EXERCISE
Render the stretch from the line containing "In the picture above, where can the flagpole" through the end of the items below as a numbered list, omitting any blank lines.

RECORDS TO PROCESS

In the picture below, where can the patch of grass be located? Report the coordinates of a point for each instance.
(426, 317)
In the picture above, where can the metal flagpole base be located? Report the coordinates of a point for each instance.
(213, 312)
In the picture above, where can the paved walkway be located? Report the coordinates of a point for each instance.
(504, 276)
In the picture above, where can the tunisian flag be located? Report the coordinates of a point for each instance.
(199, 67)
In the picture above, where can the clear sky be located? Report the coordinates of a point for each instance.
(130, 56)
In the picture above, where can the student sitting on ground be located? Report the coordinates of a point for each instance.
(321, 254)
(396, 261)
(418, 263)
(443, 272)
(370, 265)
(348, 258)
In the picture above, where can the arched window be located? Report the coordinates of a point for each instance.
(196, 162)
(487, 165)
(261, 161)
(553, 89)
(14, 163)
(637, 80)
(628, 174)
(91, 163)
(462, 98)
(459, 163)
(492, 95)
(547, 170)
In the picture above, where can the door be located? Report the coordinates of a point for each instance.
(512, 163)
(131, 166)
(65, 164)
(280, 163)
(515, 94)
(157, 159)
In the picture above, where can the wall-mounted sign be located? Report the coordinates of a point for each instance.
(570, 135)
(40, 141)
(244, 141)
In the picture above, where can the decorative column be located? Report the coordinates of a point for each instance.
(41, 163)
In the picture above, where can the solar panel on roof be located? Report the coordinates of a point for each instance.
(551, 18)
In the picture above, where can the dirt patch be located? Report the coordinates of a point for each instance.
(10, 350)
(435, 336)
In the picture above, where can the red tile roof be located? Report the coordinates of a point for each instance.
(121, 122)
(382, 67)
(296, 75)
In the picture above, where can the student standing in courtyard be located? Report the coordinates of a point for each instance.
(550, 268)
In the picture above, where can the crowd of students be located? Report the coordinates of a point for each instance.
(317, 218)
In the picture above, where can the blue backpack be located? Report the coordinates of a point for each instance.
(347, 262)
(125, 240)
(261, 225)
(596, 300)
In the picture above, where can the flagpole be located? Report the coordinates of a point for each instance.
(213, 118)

THE SOLUTION
1. In the picture above, where can the flagpole be located? Report the coordinates of a point for each instance.
2. (213, 118)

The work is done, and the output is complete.